All that is needed is the line in the material below containing "Q: Locate the horse's black tail", plus every line after it, printed exactly.

★ ★ ★

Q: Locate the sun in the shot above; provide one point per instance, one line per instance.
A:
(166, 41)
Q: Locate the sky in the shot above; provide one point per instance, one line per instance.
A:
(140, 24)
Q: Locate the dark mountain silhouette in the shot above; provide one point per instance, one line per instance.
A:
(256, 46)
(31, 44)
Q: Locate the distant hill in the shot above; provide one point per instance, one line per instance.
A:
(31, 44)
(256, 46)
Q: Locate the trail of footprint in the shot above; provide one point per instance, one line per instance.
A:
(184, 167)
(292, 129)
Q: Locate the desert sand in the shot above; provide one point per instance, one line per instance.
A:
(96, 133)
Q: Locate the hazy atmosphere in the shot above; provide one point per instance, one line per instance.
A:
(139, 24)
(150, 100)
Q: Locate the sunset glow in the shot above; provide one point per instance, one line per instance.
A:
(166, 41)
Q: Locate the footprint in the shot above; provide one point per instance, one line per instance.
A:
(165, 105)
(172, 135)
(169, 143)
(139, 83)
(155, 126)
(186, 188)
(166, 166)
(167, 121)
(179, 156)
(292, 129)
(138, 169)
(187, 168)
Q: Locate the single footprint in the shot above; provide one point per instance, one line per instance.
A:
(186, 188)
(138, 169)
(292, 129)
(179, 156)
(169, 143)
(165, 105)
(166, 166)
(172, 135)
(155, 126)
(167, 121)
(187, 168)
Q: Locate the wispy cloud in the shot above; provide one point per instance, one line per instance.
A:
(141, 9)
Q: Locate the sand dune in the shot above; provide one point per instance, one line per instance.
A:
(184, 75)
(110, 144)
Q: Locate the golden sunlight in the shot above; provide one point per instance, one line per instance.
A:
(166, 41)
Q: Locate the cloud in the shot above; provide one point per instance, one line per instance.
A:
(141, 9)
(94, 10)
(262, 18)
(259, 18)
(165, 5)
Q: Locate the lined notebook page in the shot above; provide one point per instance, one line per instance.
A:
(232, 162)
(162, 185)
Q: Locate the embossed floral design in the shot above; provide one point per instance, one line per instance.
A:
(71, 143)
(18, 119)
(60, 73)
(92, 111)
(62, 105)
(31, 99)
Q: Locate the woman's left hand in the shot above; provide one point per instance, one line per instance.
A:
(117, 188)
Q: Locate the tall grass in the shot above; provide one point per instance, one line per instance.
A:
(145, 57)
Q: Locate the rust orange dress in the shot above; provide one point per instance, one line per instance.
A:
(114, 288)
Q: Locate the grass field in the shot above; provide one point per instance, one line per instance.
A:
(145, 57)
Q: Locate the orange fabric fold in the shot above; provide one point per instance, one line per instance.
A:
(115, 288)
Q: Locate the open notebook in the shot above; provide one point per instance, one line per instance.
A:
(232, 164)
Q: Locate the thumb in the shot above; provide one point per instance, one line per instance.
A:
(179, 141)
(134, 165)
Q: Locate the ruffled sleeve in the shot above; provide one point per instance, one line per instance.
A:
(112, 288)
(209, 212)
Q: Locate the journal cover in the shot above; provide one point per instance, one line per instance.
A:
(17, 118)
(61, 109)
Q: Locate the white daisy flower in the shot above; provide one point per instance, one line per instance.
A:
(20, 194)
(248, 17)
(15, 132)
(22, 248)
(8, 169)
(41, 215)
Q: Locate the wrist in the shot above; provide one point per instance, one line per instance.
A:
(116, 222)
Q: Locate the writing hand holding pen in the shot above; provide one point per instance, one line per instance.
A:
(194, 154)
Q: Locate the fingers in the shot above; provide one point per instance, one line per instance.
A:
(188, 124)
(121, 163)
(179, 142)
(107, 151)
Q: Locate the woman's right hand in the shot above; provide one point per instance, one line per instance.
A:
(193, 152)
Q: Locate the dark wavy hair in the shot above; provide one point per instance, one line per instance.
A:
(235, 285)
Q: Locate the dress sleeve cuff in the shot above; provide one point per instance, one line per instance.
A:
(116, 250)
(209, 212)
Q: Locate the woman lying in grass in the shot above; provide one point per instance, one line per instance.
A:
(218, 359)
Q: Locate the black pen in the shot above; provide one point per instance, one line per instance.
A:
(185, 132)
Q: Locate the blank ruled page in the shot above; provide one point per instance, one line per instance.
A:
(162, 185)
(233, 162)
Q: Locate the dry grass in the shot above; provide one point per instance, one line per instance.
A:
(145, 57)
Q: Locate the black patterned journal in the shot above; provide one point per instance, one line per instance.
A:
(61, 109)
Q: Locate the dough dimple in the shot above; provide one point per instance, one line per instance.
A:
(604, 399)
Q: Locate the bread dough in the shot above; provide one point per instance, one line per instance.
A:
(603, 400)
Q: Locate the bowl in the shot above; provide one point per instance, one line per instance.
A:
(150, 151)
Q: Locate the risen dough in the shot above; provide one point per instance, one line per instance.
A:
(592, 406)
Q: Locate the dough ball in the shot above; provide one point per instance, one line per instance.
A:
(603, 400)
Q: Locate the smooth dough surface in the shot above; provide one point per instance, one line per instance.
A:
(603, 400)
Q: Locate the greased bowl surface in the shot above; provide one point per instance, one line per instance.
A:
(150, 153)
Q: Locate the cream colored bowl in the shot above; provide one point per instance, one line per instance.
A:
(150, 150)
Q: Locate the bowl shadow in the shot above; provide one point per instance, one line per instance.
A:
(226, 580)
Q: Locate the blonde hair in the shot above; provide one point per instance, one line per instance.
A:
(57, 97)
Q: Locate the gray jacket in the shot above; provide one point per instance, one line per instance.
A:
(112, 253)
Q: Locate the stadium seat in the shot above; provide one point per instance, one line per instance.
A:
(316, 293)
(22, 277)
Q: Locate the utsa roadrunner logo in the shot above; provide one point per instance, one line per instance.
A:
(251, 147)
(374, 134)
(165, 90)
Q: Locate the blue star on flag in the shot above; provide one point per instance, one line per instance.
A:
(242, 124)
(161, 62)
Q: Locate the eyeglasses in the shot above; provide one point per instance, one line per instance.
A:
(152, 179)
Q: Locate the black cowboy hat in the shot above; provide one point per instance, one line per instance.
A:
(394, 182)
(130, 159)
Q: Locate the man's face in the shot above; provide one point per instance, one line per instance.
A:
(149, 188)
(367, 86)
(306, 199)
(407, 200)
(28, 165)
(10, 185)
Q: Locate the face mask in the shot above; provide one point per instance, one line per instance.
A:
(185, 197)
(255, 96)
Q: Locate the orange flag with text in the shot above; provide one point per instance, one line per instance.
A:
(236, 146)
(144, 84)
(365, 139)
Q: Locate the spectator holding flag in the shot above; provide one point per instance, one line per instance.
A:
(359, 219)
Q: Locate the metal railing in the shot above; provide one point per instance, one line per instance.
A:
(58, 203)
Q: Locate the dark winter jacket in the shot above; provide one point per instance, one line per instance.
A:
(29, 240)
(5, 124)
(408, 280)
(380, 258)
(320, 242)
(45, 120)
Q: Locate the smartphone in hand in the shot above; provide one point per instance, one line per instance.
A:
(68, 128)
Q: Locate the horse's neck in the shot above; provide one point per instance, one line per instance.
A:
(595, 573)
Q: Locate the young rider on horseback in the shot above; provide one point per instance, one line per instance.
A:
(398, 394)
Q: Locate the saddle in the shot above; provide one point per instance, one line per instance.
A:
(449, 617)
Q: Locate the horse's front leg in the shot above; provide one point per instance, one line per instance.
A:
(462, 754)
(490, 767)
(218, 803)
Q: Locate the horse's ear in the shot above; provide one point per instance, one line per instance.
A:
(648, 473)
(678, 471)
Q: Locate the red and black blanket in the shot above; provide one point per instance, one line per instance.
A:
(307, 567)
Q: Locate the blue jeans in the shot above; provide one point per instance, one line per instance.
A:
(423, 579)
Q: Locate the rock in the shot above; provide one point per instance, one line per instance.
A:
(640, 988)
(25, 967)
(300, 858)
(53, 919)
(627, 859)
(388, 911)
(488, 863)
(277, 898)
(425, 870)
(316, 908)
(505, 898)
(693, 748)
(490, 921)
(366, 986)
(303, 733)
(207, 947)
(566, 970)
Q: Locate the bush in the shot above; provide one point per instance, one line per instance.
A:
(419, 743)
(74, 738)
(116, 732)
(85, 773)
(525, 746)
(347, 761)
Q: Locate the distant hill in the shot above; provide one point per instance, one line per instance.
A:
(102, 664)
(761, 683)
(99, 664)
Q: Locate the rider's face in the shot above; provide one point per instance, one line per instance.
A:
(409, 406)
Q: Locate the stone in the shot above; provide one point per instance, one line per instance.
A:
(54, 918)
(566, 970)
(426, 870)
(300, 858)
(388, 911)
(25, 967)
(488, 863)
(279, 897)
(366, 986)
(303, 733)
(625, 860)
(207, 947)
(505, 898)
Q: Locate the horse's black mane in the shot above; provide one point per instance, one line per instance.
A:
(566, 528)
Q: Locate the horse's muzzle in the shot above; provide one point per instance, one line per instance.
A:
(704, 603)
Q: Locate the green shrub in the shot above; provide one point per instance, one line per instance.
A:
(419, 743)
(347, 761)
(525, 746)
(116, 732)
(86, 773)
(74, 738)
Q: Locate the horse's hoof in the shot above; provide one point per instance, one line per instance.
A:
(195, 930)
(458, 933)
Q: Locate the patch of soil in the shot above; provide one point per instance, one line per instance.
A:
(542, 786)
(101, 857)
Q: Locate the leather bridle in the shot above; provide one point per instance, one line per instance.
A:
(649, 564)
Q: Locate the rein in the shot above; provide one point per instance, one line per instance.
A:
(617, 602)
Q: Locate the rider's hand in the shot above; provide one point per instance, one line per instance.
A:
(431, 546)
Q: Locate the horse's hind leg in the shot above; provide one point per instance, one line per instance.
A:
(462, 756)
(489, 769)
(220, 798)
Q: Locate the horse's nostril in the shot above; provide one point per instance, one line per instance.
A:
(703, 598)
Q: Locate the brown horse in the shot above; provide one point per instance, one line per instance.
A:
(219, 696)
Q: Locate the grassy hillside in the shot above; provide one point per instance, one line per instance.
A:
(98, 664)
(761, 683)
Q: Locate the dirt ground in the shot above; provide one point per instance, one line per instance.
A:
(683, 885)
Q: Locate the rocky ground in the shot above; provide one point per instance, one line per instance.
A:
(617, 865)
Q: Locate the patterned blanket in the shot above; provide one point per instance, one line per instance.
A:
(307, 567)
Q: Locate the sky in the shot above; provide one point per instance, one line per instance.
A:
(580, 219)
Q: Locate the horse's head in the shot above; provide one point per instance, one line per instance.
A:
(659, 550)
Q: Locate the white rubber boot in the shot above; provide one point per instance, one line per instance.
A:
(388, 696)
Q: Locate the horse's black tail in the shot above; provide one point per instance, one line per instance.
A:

★ ★ ★

## Output of the task
Q: Locate the horse's black tail in the shot above; provide one point per instance, one line per instance.
A:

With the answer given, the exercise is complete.